**Text provided**
One of the strengths of QlikView is its search engine. With it, you can find pieces of information in a fraction of a second and select the found field values. But how is the search defined? And where can the search be used?
Obviously, a search is defined by the search string that you enter when you search for something. But there are several different ways a search string can be interpreted. See for instance the picture below: In the normal search to the left you have a different result set from what you get in the wildcard search.
The logic is the following:
Normal search The search string is matched against the beginning of every word in the field value. Normal search is used only in interactive searches.
Wildcard search If the search string contains a wild card or the search string is used in a programmatic search (e.g. in a Set Analysis expression), a wildcard search is made instead of a normal search. This means a strict, case insensitive, match between the search string and the field values, where the only way of representing unknown characters is explicit use of wild cards.
Numeric search If the search string begins with ‘<’ or ‘>’, a numeric comparison is made. E.g. ‘>=1000’. Only values that fulfill the numeric requirement will be matched.
Expression search If the search string begins with an equals sign ‘=’, an expression search is made. E.g. ‘=Sum(Sales)>1000’. Then an aggregation is made for each value in the field, and a match is found if the expression is true. This means that you can make a selection in one field based on an aggregation in another field.
Fuzzy search If the search string begins with ‘~’, a fuzzy search is made. This means that all field values are ranked according to similarity and the top one will be selected when you hit return.
Compound search Using a compound search, you can express more complicated search conditions with logical operators. Use brackets and ‘&’ or ‘|’, e.g. ‘(California|Nevada)’.
Hence, how the search string is interpreted depends only on which characters it contains. The settings in the list box properties do not affect the evaluation. The "Default Search Mode" only affects how the initial search string is created.
Further, you can use the search string in a number of different places, not just in the search area in the user interface: You can also use it in Set analysis, in actions, in bookmarks, in API calls, etc.

**What this exercise asks**
(1) Name every kind of search that the text on QlikView search describes.
(2) Translate this sentence from the text on QlikView search into Spanish: "Hence, how the search string is interpreted depends only on which characters it contains."
(3) Print the passage of the text on QlikView search starting at "Expression search If" and ending at "or ‘|’, e.g. ‘(California|Nevada)’.".

**Given records**
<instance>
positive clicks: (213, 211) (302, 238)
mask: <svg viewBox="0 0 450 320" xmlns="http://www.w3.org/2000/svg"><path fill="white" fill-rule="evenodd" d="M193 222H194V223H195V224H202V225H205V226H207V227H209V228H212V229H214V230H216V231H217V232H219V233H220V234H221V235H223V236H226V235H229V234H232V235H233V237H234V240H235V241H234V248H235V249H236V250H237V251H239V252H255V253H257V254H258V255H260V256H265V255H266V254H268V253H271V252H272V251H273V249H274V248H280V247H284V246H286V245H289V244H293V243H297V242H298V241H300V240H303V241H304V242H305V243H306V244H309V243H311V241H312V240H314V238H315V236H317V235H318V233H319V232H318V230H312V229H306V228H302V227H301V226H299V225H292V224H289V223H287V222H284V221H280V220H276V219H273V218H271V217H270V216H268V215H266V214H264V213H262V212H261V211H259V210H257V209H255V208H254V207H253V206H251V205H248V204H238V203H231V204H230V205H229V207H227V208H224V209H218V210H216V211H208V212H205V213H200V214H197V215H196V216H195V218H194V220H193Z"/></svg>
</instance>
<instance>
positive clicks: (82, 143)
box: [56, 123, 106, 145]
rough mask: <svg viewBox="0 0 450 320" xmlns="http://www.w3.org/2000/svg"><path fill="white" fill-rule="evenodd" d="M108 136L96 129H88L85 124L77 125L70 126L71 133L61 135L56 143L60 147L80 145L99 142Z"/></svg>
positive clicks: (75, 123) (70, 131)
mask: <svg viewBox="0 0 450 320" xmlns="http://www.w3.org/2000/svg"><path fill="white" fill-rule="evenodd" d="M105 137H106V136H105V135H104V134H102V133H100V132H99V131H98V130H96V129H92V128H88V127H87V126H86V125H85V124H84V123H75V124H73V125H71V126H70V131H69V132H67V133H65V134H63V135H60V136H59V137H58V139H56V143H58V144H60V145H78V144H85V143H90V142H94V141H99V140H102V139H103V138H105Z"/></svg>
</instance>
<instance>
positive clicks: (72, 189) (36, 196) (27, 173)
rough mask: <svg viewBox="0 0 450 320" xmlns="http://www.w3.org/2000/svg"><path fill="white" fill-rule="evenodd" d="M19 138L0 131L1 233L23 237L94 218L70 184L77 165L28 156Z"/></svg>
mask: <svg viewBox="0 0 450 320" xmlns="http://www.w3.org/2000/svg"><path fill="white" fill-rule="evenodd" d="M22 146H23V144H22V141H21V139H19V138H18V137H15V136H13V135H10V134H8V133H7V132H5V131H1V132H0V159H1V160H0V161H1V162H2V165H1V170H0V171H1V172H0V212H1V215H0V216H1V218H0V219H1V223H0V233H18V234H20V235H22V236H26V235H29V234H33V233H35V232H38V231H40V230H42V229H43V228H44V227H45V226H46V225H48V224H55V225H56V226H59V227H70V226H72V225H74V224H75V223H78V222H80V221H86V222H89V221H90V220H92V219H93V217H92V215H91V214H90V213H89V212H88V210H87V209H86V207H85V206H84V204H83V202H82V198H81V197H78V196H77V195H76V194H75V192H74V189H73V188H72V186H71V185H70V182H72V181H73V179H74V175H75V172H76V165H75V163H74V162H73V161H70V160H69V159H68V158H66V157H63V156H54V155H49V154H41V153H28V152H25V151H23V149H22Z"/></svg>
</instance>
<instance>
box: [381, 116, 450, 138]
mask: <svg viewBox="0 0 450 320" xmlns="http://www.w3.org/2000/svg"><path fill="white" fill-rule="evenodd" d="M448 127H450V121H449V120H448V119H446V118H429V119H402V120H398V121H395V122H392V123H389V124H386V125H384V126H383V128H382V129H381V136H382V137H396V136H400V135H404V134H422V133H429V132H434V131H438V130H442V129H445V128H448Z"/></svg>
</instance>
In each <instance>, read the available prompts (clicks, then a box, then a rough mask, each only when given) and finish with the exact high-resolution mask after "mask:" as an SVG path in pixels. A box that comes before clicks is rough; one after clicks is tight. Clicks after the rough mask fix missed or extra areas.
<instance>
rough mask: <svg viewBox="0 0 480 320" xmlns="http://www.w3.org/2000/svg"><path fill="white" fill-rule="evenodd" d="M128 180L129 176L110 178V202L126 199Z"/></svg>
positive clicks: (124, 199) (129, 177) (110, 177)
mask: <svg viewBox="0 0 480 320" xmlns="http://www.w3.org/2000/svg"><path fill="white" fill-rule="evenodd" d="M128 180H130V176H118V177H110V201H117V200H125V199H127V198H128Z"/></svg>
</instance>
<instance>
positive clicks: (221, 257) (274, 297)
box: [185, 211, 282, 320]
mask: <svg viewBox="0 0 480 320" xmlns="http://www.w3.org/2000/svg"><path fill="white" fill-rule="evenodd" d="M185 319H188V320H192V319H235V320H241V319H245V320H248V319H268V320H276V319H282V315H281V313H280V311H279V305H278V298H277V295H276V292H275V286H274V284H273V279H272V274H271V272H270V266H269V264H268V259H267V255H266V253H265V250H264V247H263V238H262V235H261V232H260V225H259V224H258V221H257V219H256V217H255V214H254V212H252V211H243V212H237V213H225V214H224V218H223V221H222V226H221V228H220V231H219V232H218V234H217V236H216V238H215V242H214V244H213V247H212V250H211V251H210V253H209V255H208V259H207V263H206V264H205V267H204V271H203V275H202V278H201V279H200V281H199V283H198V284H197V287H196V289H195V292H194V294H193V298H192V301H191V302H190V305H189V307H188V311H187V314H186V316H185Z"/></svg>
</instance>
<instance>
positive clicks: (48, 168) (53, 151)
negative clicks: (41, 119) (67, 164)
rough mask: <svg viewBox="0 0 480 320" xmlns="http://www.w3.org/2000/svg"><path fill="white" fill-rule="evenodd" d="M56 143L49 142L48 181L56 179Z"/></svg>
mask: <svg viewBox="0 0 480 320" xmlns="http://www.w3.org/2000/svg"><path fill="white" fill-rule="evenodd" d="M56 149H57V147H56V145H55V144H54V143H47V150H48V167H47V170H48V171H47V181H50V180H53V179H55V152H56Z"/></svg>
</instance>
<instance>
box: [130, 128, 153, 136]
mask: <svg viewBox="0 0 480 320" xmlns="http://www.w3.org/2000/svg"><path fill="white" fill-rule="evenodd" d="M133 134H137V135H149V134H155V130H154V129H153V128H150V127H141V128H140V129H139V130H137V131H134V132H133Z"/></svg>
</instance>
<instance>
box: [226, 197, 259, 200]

**Answers below**
(1) Normal search, wildcard search, numeric search, expression search, fuzzy search, compound search

(2) Por lo tanto, la forma en que se interpreta la cadena de búsqueda depende únicamente de los caracteres que contiene.

(3)
Expression search If the search string begins with an equals sign ‘=’, an expression search is made. E.g. ‘=Sum(Sales)>1000’. Then an aggregation is made for each value in the field, and a match is found if the expression is true. This means that you can make a selection in one field based on an aggregation in another field.
Fuzzy search If the search string begins with ‘~’, a fuzzy search is made. This means that all field values are ranked according to similarity and the top one will be selected when you hit return.
Compound search Using a compound search, you can express more complicated search conditions with logical operators. Use brackets and ‘&’ or ‘|’, e.g. ‘(California|Nevada)’.